**OBJECTIVE**
Can you rename "target" to "label" throughout the entries below and give them back with nothing else changed?

**EXERCISE MATERIAL**
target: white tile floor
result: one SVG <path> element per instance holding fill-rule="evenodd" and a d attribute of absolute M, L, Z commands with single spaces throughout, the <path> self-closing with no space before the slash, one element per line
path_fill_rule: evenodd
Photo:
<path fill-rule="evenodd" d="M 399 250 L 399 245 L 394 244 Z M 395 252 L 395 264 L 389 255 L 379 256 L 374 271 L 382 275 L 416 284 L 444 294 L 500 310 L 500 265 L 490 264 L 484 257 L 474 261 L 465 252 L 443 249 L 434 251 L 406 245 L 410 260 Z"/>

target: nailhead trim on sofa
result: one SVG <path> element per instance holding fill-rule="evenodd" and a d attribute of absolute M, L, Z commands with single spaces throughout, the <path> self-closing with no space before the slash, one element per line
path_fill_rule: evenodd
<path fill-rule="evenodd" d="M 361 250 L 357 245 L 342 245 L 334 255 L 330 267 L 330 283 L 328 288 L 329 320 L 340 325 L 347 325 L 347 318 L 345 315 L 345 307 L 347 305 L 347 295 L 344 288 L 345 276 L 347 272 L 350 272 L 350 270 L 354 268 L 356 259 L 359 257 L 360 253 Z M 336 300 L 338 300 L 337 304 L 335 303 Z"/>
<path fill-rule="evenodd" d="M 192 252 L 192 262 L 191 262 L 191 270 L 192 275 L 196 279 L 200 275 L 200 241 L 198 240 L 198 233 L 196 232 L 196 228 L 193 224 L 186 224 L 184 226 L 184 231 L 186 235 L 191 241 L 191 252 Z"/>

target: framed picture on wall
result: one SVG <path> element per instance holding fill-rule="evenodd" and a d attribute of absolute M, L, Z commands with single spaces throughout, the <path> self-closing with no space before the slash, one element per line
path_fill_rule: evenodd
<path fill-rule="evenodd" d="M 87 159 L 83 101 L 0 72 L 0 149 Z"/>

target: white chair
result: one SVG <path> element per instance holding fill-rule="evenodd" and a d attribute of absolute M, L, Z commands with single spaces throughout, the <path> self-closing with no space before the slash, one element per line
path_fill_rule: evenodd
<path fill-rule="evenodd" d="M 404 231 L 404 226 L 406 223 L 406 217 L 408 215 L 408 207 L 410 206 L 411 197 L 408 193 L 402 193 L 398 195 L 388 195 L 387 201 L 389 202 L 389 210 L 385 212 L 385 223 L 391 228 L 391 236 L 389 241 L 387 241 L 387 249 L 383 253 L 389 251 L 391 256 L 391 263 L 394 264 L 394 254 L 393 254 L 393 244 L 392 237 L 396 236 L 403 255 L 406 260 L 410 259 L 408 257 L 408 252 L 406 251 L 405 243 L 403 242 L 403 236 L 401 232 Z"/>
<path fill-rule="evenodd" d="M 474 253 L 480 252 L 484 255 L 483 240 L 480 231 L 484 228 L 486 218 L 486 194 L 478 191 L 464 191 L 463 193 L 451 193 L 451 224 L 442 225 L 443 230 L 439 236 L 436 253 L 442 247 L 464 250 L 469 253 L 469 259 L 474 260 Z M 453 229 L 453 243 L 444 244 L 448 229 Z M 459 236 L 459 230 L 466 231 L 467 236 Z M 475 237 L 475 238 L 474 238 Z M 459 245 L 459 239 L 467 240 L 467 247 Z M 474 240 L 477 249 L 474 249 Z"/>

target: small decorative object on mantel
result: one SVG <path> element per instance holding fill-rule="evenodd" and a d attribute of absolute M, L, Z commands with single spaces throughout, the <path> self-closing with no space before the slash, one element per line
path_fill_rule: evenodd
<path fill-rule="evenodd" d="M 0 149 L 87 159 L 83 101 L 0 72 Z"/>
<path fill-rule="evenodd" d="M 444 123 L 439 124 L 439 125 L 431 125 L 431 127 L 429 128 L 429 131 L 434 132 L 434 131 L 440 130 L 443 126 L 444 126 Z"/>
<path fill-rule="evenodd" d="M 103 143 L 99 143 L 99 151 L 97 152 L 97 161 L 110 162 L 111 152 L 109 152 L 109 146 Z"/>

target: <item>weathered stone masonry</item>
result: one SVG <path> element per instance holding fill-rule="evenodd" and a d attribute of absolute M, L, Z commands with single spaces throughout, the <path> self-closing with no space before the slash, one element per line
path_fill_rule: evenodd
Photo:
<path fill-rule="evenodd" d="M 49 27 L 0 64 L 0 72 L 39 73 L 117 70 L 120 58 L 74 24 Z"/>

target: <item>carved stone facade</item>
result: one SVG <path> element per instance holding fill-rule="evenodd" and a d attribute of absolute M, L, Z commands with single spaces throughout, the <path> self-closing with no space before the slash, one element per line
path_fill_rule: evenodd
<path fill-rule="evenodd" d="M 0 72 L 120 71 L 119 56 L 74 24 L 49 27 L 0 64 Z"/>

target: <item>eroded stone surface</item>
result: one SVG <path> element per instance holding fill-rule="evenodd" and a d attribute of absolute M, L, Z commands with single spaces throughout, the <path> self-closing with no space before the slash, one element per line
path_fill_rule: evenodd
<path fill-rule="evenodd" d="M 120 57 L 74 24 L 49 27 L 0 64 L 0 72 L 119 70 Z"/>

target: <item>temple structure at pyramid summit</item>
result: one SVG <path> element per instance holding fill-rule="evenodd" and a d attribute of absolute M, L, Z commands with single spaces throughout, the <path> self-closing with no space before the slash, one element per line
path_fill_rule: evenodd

**RESULT OF THIS EXERCISE**
label: white tile floor
result: one SVG <path> element per instance holding fill-rule="evenodd" and a d attribute of absolute M, L, Z commands with single spaces throughout, the <path> self-closing with no space before the slash, one element per line
path_fill_rule: evenodd
Photo:
<path fill-rule="evenodd" d="M 399 250 L 399 245 L 394 244 Z M 395 252 L 395 264 L 389 255 L 379 256 L 374 271 L 382 275 L 416 284 L 444 294 L 500 310 L 500 265 L 490 264 L 484 257 L 474 261 L 465 252 L 443 249 L 434 251 L 406 245 L 410 260 Z"/>

label: nailhead trim on sofa
result: one SVG <path> element per instance holding fill-rule="evenodd" and a d attribute of absolute M, L, Z commands with single spaces throughout, the <path> self-closing with no space before the slash, one element per line
path_fill_rule: evenodd
<path fill-rule="evenodd" d="M 361 250 L 357 245 L 342 245 L 334 255 L 330 267 L 330 283 L 328 288 L 329 320 L 340 325 L 347 325 L 347 318 L 345 315 L 345 307 L 347 305 L 347 295 L 344 288 L 345 276 L 347 272 L 350 272 L 350 270 L 354 268 L 356 259 L 359 257 L 360 253 Z M 336 300 L 338 300 L 337 304 L 335 303 Z"/>
<path fill-rule="evenodd" d="M 192 252 L 192 262 L 191 262 L 191 270 L 192 275 L 196 279 L 200 275 L 200 241 L 198 240 L 198 233 L 196 232 L 196 228 L 193 224 L 186 224 L 184 226 L 184 231 L 186 235 L 191 241 L 191 252 Z"/>

label: framed picture on wall
result: one SVG <path> element per instance holding fill-rule="evenodd" and a d attribute of absolute M, L, Z commands with single spaces throughout, the <path> self-closing with no space before the slash, one element per line
path_fill_rule: evenodd
<path fill-rule="evenodd" d="M 87 159 L 83 101 L 0 72 L 0 149 Z"/>

label: white chair
result: one SVG <path> element per instance holding fill-rule="evenodd" and a d attribute of absolute M, L, Z commands with single spaces throughout, the <path> self-closing with no space before the slash, one element per line
path_fill_rule: evenodd
<path fill-rule="evenodd" d="M 404 231 L 404 226 L 406 223 L 406 217 L 408 215 L 408 207 L 410 206 L 411 197 L 408 193 L 402 193 L 398 195 L 388 195 L 387 201 L 389 202 L 389 210 L 385 212 L 385 223 L 391 228 L 391 236 L 389 241 L 387 241 L 387 249 L 383 253 L 389 251 L 391 256 L 391 263 L 394 264 L 394 254 L 393 254 L 393 244 L 392 237 L 396 236 L 403 255 L 406 260 L 410 259 L 408 257 L 408 252 L 406 251 L 405 243 L 403 242 L 403 236 L 401 232 Z"/>
<path fill-rule="evenodd" d="M 474 253 L 480 252 L 484 255 L 483 240 L 480 231 L 484 228 L 486 218 L 486 194 L 478 191 L 464 191 L 463 193 L 451 193 L 451 224 L 442 225 L 443 230 L 439 236 L 436 253 L 442 247 L 464 250 L 469 253 L 469 259 L 474 260 Z M 453 229 L 453 243 L 444 244 L 448 229 Z M 459 236 L 459 230 L 466 231 L 467 236 Z M 475 237 L 475 238 L 474 238 Z M 459 245 L 459 239 L 467 240 L 467 247 Z M 474 240 L 477 249 L 474 249 Z"/>

label: small decorative object on mantel
result: one SVG <path> element per instance holding fill-rule="evenodd" and a d attribute of absolute M, L, Z commands with single spaces throughout, the <path> self-closing with no space before the slash, one element per line
path_fill_rule: evenodd
<path fill-rule="evenodd" d="M 0 149 L 87 159 L 83 101 L 0 72 Z"/>
<path fill-rule="evenodd" d="M 444 123 L 439 124 L 439 125 L 431 125 L 431 127 L 429 128 L 429 131 L 434 132 L 434 131 L 440 130 L 443 126 L 444 126 Z"/>
<path fill-rule="evenodd" d="M 103 143 L 99 143 L 99 151 L 97 152 L 97 161 L 110 162 L 111 152 L 109 152 L 109 146 Z"/>

label: <item>weathered stone masonry</item>
result: one SVG <path> element per instance holding fill-rule="evenodd" and a d attribute of absolute M, L, Z commands with single spaces throughout, the <path> self-closing with no space before the slash, one element per line
path_fill_rule: evenodd
Photo:
<path fill-rule="evenodd" d="M 49 27 L 0 64 L 0 72 L 39 73 L 117 70 L 120 58 L 74 24 Z"/>

label: <item>carved stone facade</item>
result: one SVG <path> element per instance holding fill-rule="evenodd" and a d attribute of absolute M, L, Z commands with single spaces throughout, the <path> self-closing with no space before the slash, one element per line
path_fill_rule: evenodd
<path fill-rule="evenodd" d="M 0 72 L 120 71 L 119 56 L 74 24 L 49 27 L 0 64 Z"/>

label: <item>eroded stone surface</item>
result: one SVG <path> element per instance holding fill-rule="evenodd" and a d attribute of absolute M, L, Z commands with single spaces throughout, the <path> self-closing with no space before the slash, one element per line
path_fill_rule: evenodd
<path fill-rule="evenodd" d="M 120 57 L 74 24 L 49 27 L 0 64 L 0 72 L 119 70 Z"/>

label: <item>temple structure at pyramid summit</item>
result: one SVG <path> element per instance holding fill-rule="evenodd" and a d attribute of absolute M, L, Z commands with single spaces throughout, the <path> self-closing with no space before the slash, one element per line
path_fill_rule: evenodd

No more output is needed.